### DOCUMENTO FUENTE

------------------------

Hace doce años, encontré a mi perrito Rusty en una tienda de mascotas en una ciudad cerca de Orlando, Florida. Era una tarde de mayo y una organización de rescate estaba patrocinando un evento de adopción.
Cuando entré al lugar, había una fila de jaulas con perros de todas las razas saltando y ladrando. Sin embargo, en una esquina, había un personaje acostado cómodamente en el piso mirando a los demás como diciendo, “¡Estos perros están locos!“. Era Rusty.
Mi mamá, quien estaba visitándome de Colombia, me decía, “Nena, ese es. Míralo tan lindo y tan juicioso“. Nuestra última mascota nos había dejado traumatizadas. Ladraba como un carro de bomberos y mordía lo que encontraba en su camino. Zapatos, controles de televisor, pintalabios y hasta las chapas de las puertas. Por esta razón, a mi mamá le preocupaba mi decisión.
Seguí su consejo y le pedí a un voluntario que me dejara caminar a Rusty. Tenía diez meses y no pesaba más de siete kilos, pero caminaba sacando el pecho como si fuera el jefe de la manada. Típico complejo de Napoleón. Desde esa tarde, Rusty y yo fuimos inseparables.
Apenas hacía un año que me había mudado a los Estados Unidos dejando en Colombia todo lo que conocía y amaba, y como vivía sola, Rusty se convirtió en mi familia y en mi guardián.
Los años pasaron. Me casé, tuve mi hijo y en todo momento Rusty estuvo a mi lado. Todas las noches dormía debajo de la cuna de mi bebé o al lado de su puerta a medida que crecía. De verdad parecía que estaba cumpliendo una misión. Siempre vigilante, protegiendo la familia.
Pero el sábado pasado su corazón se rindió y mi esposo y yo tuvimos que tomar la decisión de darle fin a su dolor. Llorando como si fuéramos niños, abrazamos a Rusty con fuerza hasta su último respiro.
Esa misma tarde los veterinarios, quienes son nuestros vecinos, nos trajeron flores y una tarjeta con un mensaje precioso: “El último acto de amistad es lo más importante que pudiste hacer por tu mascota“.
Yo sé que Rusty era un perro, pero como dice el mensaje de la tarjeta, el lazo de amistad que teníamos era lo más puro. Rusty era la sombra que me seguía a donde yo fuera y sin importar mis defectos, me amaba incondicionalmente con su perro amor.
Ahora que él se fue, he pasado los últimos días recordando. Me di cuenta que Rusty me dio el motivo para crear mi blog y empezar a escribir de nuevo hace dos años.

------------------------

Datos para señalar regiones
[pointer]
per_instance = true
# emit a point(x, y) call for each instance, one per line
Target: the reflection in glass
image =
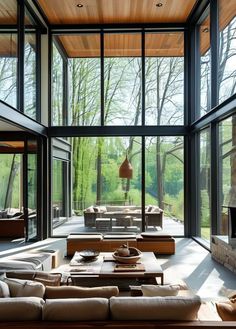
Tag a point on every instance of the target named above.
point(58, 189)
point(164, 77)
point(164, 177)
point(57, 88)
point(205, 69)
point(8, 68)
point(11, 193)
point(227, 169)
point(30, 75)
point(204, 184)
point(227, 49)
point(32, 189)
point(84, 79)
point(96, 186)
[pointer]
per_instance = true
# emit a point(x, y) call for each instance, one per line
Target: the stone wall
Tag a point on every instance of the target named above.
point(223, 252)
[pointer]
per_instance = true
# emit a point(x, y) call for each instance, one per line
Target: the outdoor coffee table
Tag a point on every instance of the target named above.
point(101, 271)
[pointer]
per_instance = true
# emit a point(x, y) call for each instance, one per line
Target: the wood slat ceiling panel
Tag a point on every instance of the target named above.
point(116, 11)
point(119, 45)
point(8, 12)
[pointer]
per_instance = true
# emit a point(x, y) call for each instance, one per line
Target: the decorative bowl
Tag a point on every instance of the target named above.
point(134, 256)
point(89, 254)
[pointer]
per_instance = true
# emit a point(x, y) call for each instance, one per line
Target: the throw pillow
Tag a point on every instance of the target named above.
point(150, 290)
point(25, 288)
point(80, 292)
point(4, 290)
point(227, 310)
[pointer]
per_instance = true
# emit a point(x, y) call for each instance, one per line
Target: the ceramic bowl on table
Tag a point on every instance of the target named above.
point(89, 254)
point(133, 257)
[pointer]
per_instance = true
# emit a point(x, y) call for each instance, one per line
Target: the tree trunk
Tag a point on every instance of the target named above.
point(99, 171)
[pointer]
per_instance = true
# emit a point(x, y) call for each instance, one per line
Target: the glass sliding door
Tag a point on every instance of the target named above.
point(32, 190)
point(164, 179)
point(60, 208)
point(227, 169)
point(204, 185)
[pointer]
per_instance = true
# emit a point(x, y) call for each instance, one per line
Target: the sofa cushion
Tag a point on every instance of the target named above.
point(154, 308)
point(21, 308)
point(80, 292)
point(226, 310)
point(48, 279)
point(25, 288)
point(4, 290)
point(150, 290)
point(76, 309)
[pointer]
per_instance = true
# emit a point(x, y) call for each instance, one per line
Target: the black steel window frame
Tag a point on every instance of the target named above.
point(20, 29)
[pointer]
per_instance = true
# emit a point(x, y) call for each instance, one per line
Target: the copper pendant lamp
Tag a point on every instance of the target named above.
point(126, 169)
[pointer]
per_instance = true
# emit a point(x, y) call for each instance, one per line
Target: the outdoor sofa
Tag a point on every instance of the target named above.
point(153, 214)
point(29, 304)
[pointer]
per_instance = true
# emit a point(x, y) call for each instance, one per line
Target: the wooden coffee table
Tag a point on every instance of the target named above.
point(101, 271)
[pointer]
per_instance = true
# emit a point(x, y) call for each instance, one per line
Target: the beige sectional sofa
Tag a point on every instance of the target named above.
point(28, 304)
point(153, 214)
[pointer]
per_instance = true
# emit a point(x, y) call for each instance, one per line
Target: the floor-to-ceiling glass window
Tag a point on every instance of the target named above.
point(101, 199)
point(83, 51)
point(122, 79)
point(57, 89)
point(227, 169)
point(164, 77)
point(8, 68)
point(204, 184)
point(32, 189)
point(109, 91)
point(227, 49)
point(11, 164)
point(8, 53)
point(164, 179)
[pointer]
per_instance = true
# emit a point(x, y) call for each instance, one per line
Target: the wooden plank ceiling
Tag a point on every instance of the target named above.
point(116, 11)
point(121, 44)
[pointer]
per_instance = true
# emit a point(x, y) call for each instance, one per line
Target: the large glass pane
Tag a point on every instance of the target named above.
point(227, 49)
point(227, 169)
point(8, 12)
point(84, 78)
point(8, 68)
point(32, 189)
point(60, 192)
point(103, 201)
point(205, 66)
point(11, 195)
point(57, 87)
point(30, 75)
point(164, 177)
point(164, 77)
point(204, 184)
point(30, 67)
point(122, 79)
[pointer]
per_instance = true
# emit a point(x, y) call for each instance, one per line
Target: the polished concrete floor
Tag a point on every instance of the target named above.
point(192, 264)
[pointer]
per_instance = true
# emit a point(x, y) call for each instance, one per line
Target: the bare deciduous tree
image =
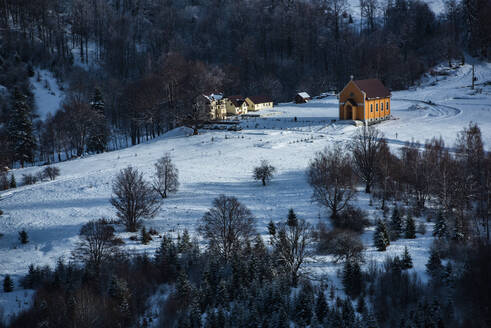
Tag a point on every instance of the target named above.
point(331, 177)
point(166, 179)
point(264, 172)
point(227, 225)
point(97, 243)
point(366, 148)
point(291, 240)
point(133, 198)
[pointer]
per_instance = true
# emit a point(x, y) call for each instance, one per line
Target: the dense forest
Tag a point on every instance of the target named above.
point(132, 69)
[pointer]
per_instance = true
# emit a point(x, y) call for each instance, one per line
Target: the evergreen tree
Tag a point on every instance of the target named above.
point(184, 243)
point(303, 305)
point(369, 320)
point(440, 228)
point(381, 237)
point(292, 220)
point(361, 306)
point(407, 261)
point(434, 266)
point(410, 228)
point(98, 134)
point(23, 237)
point(395, 224)
point(458, 231)
point(145, 237)
point(12, 183)
point(20, 131)
point(8, 284)
point(321, 307)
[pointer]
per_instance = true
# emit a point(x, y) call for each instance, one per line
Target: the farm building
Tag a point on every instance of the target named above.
point(212, 106)
point(364, 100)
point(235, 105)
point(302, 98)
point(258, 102)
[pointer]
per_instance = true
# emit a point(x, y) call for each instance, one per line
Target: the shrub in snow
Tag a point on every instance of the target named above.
point(145, 236)
point(133, 198)
point(51, 172)
point(264, 172)
point(410, 228)
point(8, 284)
point(406, 261)
point(421, 228)
point(4, 182)
point(29, 179)
point(351, 218)
point(381, 236)
point(12, 183)
point(23, 237)
point(395, 224)
point(343, 245)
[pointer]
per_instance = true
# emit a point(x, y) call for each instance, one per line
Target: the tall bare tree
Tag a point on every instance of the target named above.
point(133, 198)
point(291, 240)
point(331, 176)
point(228, 225)
point(365, 147)
point(97, 243)
point(166, 178)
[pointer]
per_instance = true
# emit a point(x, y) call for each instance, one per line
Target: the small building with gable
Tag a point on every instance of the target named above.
point(235, 105)
point(256, 103)
point(364, 100)
point(302, 98)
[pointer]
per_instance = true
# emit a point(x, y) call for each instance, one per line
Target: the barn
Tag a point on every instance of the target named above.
point(302, 98)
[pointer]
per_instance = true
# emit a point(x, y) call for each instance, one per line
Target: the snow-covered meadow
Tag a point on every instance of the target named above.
point(221, 162)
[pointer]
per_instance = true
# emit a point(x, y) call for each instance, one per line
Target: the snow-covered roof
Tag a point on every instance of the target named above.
point(214, 96)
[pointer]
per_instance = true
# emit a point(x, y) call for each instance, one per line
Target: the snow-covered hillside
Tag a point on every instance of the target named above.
point(221, 162)
point(47, 93)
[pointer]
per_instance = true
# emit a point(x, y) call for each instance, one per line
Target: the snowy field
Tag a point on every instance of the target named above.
point(221, 162)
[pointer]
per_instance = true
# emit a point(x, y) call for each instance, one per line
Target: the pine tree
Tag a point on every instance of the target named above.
point(407, 261)
point(23, 237)
point(434, 266)
point(361, 306)
point(12, 183)
point(8, 284)
point(321, 307)
point(440, 228)
point(184, 243)
point(395, 224)
point(292, 220)
point(20, 131)
point(458, 232)
point(145, 237)
point(410, 229)
point(97, 137)
point(381, 237)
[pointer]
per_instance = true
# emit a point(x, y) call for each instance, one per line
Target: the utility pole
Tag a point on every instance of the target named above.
point(473, 78)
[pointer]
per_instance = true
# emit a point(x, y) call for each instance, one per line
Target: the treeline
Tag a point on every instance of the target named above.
point(151, 59)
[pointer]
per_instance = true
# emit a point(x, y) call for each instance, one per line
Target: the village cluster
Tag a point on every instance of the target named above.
point(366, 101)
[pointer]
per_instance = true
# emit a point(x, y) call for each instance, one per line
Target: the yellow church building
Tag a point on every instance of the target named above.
point(364, 100)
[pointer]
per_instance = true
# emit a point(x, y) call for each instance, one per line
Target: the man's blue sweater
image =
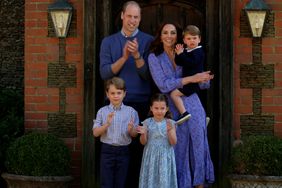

------------------------

### EJERCICIO 1
Reproduce tal cual el pasaje del relato sobre Rusty que comienza en las palabras "Hace doce años, encontré" y termina después de las palabras "preocupaba mi decisión.".
### EJERCICIO 2
Según el relato sobre Rusty, ¿qué edad tenía el perro cuando lo sacaron a caminar en el evento de adopción?

### TU RESPUESTA 1
Hace doce años, encontré a mi perrito Rusty en una tienda de mascotas en una ciudad cerca de Orlando, Florida. Era una tarde de mayo y una organización de rescate estaba patrocinando un evento de adopción.
Cuando entré al lugar, había una fila de jaulas con perros de todas las razas saltando y ladrando. Sin embargo, en una esquina, había un personaje acostado cómodamente en el piso mirando a los demás como diciendo, “¡Estos perros están locos!“. Era Rusty.
Mi mamá, quien estaba visitándome de Colombia, me decía, “Nena, ese es. Míralo tan lindo y tan juicioso“. Nuestra última mascota nos había dejado traumatizadas. Ladraba como un carro de bomberos y mordía lo que encontraba en su camino. Zapatos, controles de televisor, pintalabios y hasta las chapas de las puertas. Por esta razón, a mi mamá le preocupaba mi decisión.

### TU RESPUESTA 2
Tenía diez meses.